Available data:

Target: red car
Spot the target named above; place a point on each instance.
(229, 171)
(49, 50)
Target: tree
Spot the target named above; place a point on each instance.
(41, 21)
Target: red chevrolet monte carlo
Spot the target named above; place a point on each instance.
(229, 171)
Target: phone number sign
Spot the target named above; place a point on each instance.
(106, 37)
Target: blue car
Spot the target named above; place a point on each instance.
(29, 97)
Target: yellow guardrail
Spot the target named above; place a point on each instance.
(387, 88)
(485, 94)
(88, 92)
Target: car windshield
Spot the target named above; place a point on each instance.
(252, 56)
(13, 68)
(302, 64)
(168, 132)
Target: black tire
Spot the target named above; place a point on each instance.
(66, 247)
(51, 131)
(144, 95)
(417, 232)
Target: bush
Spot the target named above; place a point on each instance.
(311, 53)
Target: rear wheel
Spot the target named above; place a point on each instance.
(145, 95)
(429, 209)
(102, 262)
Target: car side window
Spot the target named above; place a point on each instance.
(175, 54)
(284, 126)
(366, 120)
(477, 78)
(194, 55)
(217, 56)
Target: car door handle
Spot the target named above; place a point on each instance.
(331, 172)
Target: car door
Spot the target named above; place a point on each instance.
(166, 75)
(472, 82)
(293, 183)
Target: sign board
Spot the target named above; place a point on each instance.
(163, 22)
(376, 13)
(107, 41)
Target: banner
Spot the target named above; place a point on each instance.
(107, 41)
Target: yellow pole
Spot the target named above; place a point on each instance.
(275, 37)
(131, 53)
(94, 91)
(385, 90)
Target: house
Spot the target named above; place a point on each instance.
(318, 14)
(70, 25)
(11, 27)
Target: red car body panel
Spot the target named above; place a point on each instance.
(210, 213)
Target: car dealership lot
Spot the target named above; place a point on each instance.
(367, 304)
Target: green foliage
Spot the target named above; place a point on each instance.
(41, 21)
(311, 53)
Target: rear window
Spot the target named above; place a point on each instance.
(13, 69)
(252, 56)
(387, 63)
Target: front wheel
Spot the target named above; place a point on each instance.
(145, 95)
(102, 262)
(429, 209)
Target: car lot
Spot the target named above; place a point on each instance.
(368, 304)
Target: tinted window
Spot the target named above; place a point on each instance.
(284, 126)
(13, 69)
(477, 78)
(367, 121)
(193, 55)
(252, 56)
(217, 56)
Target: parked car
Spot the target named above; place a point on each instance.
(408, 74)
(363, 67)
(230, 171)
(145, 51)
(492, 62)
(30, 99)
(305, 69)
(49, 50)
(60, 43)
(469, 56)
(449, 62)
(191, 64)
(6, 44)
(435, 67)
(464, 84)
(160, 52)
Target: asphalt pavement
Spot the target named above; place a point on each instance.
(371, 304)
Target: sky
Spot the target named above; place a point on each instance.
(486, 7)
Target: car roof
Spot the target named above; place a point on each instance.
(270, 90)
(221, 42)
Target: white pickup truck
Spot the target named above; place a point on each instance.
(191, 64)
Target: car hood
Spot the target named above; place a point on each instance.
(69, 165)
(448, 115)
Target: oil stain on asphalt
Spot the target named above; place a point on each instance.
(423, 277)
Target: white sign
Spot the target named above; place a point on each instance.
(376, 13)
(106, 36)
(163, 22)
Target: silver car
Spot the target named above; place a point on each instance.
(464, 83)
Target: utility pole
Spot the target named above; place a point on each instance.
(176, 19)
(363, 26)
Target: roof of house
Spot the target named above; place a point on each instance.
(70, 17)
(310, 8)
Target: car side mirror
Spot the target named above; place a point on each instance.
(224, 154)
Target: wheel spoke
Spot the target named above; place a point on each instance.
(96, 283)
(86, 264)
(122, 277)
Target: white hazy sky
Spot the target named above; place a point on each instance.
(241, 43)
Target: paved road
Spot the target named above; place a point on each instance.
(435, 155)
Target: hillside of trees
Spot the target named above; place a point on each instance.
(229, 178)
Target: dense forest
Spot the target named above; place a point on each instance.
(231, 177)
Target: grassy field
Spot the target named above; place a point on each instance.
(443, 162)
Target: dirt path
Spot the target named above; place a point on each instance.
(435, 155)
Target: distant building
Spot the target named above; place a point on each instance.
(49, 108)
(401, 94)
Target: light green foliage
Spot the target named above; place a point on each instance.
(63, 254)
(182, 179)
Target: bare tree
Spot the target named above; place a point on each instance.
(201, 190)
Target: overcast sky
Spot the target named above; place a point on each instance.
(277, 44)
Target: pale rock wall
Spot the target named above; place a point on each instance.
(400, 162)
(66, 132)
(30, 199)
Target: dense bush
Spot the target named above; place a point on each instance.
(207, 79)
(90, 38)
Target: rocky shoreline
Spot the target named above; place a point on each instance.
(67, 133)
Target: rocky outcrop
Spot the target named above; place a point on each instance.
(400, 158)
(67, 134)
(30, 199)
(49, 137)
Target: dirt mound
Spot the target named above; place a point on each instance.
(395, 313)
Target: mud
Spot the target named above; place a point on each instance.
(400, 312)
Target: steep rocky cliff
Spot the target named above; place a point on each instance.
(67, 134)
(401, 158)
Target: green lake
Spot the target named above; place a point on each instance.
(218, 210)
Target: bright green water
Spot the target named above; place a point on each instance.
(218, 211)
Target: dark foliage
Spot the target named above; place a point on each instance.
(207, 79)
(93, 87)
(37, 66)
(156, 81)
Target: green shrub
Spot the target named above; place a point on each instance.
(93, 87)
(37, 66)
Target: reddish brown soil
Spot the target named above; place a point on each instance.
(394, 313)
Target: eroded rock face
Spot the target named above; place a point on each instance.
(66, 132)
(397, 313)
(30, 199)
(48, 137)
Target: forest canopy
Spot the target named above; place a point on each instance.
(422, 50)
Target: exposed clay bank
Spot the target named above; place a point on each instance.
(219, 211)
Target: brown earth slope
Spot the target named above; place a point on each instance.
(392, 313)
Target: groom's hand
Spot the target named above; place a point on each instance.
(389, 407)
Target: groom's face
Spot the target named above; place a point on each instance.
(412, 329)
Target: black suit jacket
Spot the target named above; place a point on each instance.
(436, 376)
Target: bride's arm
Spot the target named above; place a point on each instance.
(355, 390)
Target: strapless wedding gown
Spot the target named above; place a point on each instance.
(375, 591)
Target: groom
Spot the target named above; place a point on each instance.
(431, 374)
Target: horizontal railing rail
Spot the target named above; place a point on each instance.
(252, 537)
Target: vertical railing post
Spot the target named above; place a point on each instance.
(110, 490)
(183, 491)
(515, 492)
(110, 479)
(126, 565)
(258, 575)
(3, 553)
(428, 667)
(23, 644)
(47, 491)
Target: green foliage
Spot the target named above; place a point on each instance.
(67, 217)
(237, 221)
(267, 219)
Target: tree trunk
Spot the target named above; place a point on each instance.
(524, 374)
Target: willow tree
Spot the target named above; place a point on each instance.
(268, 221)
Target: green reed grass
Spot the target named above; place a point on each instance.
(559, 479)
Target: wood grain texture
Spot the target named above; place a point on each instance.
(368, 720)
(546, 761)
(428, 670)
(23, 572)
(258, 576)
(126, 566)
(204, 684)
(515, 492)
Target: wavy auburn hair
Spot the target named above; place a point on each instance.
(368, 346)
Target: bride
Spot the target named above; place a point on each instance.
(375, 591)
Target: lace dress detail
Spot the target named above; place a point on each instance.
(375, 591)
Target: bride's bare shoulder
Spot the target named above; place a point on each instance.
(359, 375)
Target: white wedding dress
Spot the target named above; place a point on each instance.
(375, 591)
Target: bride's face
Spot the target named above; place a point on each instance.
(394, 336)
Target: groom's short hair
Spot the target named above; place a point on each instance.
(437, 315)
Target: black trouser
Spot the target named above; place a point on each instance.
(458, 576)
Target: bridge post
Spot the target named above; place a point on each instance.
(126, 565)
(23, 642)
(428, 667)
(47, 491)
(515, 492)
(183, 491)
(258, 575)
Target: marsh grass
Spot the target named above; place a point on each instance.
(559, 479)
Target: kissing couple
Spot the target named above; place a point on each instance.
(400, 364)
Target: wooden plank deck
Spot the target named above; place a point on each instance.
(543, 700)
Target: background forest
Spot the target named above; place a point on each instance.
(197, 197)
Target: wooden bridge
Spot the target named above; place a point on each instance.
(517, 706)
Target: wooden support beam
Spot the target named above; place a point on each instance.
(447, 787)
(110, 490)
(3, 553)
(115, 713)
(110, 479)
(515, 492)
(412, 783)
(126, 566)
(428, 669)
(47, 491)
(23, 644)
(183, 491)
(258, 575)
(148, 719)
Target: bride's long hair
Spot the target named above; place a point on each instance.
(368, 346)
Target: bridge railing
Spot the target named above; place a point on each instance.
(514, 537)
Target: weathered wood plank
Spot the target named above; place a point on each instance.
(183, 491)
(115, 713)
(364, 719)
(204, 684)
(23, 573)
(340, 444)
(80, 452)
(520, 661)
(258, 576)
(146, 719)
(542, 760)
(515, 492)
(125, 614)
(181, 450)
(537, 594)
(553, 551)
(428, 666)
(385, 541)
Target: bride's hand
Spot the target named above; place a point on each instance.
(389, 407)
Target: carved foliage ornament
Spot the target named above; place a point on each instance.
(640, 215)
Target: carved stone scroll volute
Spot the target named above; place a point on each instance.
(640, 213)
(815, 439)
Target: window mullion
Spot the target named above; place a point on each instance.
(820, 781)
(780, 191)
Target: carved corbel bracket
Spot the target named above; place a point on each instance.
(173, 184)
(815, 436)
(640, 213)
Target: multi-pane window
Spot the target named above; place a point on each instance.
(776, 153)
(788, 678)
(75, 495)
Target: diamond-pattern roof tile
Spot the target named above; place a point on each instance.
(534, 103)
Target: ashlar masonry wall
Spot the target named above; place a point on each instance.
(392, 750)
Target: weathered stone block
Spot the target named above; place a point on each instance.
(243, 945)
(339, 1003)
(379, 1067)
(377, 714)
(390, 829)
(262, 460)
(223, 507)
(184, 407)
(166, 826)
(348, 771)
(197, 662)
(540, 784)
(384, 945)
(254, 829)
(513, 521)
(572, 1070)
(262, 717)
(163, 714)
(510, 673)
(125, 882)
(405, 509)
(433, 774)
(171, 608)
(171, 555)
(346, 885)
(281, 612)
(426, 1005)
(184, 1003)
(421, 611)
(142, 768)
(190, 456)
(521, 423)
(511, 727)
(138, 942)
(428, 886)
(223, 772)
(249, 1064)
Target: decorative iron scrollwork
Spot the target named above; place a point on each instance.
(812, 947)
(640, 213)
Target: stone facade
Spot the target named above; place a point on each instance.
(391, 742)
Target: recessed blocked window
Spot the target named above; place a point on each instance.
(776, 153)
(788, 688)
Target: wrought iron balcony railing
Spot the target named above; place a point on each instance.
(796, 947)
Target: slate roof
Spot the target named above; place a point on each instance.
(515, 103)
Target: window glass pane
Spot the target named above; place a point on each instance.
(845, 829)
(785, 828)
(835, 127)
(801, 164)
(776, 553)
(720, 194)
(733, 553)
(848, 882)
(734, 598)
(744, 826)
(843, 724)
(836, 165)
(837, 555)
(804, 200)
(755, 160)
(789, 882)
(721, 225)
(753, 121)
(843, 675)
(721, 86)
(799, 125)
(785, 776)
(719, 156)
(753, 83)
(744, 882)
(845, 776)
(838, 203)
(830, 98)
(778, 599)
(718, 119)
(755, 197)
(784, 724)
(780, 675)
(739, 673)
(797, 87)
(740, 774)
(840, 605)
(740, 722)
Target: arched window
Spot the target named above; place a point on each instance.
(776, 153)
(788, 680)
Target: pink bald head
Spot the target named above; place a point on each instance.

What the task asks: Render the lines as a Markdown table with two columns, Number (counting from 1) and Entry, one line each and blank lines skipped. Begin with the line that contains "Target: slate roof" and end with the last line of the rows.

Solution to this task:
| Number | Entry |
|---|---|
| 1 | Target: slate roof |
| 2 | Spot the target named above; place a point on each instance. |
| 3 | (515, 103) |
| 4 | Target: window glass pane |
| 5 | Spot the target named above; place a point on each instance. |
| 6 | (845, 829) |
| 7 | (785, 828) |
| 8 | (835, 127) |
| 9 | (801, 164) |
| 10 | (776, 553) |
| 11 | (720, 194) |
| 12 | (733, 553) |
| 13 | (848, 882) |
| 14 | (734, 598) |
| 15 | (744, 826) |
| 16 | (843, 724) |
| 17 | (836, 165) |
| 18 | (837, 555) |
| 19 | (804, 200) |
| 20 | (755, 160) |
| 21 | (789, 882) |
| 22 | (721, 225) |
| 23 | (753, 121) |
| 24 | (843, 675) |
| 25 | (721, 86) |
| 26 | (799, 125) |
| 27 | (785, 776) |
| 28 | (719, 156) |
| 29 | (753, 83) |
| 30 | (744, 882) |
| 31 | (845, 776) |
| 32 | (838, 203) |
| 33 | (830, 98) |
| 34 | (778, 599) |
| 35 | (718, 119) |
| 36 | (755, 197) |
| 37 | (784, 724) |
| 38 | (780, 675) |
| 39 | (739, 673) |
| 40 | (797, 87) |
| 41 | (740, 774) |
| 42 | (840, 605) |
| 43 | (740, 722) |
| 44 | Target: arched window |
| 45 | Spot the target named above; place a point on each instance. |
| 46 | (776, 153) |
| 47 | (788, 680) |
| 48 | Target: pink bald head |
| 49 | Spot the target named above; place a point on each instance. |